[Records excerpted from a collection]
***
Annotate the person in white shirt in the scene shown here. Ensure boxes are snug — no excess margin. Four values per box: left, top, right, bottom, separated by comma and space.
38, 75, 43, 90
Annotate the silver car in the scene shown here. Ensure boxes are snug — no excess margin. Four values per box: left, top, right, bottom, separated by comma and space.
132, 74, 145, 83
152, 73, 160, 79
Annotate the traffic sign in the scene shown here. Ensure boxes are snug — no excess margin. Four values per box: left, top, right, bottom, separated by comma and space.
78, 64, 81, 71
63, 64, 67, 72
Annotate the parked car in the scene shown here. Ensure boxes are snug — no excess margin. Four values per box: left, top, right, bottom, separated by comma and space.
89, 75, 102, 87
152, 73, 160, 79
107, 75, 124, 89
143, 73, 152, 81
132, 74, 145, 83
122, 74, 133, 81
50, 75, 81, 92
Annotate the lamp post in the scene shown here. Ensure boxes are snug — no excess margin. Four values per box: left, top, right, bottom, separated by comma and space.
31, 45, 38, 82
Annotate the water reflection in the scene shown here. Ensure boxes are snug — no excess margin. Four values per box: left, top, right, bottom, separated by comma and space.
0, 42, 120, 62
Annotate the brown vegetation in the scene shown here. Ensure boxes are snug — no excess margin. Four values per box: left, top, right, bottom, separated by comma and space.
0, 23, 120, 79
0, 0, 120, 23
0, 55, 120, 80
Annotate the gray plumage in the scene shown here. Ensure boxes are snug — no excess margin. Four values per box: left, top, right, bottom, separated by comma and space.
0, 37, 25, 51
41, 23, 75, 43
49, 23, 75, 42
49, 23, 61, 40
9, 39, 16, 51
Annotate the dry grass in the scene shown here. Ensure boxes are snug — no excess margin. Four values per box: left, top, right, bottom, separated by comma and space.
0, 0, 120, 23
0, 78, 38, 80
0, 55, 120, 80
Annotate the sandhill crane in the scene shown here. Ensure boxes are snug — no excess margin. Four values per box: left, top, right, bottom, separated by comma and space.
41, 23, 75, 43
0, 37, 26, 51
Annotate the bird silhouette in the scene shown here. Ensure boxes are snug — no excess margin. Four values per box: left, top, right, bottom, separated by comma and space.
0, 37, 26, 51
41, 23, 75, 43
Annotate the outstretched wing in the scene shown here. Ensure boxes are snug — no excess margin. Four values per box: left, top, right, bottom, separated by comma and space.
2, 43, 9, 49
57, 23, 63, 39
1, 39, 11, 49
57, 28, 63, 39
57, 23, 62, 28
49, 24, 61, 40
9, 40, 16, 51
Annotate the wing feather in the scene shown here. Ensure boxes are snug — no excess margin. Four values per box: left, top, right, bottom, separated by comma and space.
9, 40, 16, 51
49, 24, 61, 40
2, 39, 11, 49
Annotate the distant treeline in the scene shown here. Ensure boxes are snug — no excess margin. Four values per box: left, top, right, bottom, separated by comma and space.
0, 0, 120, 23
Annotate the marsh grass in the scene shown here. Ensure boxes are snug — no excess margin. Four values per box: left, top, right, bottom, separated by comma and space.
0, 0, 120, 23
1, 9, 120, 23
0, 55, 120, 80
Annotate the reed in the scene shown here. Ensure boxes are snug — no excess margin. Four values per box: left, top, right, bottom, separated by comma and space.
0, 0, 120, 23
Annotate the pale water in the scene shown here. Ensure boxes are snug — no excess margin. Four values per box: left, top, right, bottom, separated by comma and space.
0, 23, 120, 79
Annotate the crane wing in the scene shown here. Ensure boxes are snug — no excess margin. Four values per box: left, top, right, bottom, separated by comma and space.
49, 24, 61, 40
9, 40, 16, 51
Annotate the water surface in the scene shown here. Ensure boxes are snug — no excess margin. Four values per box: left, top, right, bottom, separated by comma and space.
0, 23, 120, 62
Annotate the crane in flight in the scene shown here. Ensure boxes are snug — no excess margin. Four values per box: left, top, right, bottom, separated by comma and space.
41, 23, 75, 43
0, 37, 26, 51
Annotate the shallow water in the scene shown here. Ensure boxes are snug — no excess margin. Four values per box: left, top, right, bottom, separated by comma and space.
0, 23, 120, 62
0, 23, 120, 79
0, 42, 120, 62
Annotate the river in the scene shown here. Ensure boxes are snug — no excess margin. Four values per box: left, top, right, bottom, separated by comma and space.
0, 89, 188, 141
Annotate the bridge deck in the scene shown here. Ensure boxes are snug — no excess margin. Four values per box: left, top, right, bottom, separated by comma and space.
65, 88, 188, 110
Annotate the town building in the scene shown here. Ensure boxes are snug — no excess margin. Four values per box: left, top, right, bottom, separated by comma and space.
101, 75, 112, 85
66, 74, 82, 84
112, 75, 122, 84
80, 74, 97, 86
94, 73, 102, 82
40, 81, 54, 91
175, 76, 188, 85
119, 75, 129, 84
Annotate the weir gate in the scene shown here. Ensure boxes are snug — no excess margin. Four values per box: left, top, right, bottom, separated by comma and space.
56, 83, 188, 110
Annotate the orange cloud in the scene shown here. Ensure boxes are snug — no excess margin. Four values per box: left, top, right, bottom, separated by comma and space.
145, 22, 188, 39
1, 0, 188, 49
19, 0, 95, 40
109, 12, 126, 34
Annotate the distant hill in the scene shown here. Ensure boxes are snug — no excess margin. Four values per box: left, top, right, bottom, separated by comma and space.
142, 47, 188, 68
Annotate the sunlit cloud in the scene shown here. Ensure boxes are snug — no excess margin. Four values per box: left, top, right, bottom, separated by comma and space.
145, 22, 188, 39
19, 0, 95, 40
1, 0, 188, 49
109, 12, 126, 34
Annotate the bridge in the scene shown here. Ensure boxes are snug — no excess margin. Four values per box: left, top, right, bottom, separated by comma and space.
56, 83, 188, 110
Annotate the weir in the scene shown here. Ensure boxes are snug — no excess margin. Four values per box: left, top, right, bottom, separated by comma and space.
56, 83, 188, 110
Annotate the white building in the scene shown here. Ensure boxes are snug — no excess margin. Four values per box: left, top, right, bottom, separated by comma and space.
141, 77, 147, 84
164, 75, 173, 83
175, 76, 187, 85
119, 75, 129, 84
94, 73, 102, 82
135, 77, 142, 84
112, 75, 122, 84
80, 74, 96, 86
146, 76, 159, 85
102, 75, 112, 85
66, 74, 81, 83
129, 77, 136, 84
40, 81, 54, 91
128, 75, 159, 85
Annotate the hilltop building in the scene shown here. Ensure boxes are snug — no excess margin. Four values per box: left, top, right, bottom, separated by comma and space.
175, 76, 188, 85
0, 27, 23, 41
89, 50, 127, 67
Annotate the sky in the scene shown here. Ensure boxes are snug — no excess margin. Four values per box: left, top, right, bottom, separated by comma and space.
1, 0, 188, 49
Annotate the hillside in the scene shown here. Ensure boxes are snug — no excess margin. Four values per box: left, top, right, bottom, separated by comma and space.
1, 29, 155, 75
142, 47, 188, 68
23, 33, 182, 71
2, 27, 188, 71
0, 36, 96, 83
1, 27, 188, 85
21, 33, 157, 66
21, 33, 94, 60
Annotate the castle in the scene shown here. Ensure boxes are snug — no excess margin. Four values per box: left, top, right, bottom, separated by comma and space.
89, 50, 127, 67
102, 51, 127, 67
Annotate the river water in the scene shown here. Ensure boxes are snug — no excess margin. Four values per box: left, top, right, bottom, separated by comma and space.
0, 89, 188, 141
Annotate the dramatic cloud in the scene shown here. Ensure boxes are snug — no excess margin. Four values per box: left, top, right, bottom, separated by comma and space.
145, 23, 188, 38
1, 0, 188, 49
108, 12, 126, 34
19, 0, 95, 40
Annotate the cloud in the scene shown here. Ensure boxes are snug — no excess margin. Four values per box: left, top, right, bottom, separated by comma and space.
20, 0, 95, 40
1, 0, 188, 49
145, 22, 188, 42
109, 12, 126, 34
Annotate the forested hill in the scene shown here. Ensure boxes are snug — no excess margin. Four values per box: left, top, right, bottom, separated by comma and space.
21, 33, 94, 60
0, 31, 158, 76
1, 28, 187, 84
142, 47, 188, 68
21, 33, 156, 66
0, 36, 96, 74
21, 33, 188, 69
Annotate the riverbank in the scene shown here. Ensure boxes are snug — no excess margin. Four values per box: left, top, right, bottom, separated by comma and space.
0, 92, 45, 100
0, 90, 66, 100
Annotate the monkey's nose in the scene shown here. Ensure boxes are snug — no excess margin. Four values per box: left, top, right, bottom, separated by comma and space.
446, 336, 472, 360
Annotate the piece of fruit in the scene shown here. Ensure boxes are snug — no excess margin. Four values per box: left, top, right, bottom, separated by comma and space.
***
Instructions to follow
A word-for-word restatement of the lines running from the one with "Annotate the dramatic" to the last line of the records is the whole answer.

Exercise response
Annotate the dramatic cloud in the scene shown here. Ensure boxes are snug — no excess margin. Four values per box: left, top, right, bottom, separated by comma and space.
145, 23, 188, 38
1, 0, 188, 49
108, 12, 126, 34
19, 0, 95, 40
Annotate the cloud in the scene shown here. Ensure boxes are snug — no excess margin. Four values per box: left, top, right, bottom, separated by comma and space.
20, 0, 95, 40
1, 0, 188, 49
145, 22, 188, 42
109, 12, 126, 34
Annotate the forested hill in the scene shown here. Ensure boxes are snug — no excess margin. Four values per box: left, top, right, bottom, separated by comma and space.
21, 33, 94, 60
0, 31, 158, 76
1, 28, 187, 84
142, 47, 188, 68
21, 33, 156, 66
0, 36, 96, 74
21, 33, 188, 69
Annotate the riverbank in the scene shown here. Ensure boxes are snug — no excess margin. Four values per box: left, top, right, bottom, separated by comma and space.
0, 92, 45, 100
0, 90, 66, 100
Annotate the monkey's nose in the scene shown here. Ensure boxes are snug — no excess margin. Four values per box: left, top, right, bottom, separated by comma and space.
446, 336, 472, 360
Annotate the piece of fruit in the scene shown here. Ensure boxes are snug — no excess margin. Four values per box: left, top, right, bottom, separated by comma and space.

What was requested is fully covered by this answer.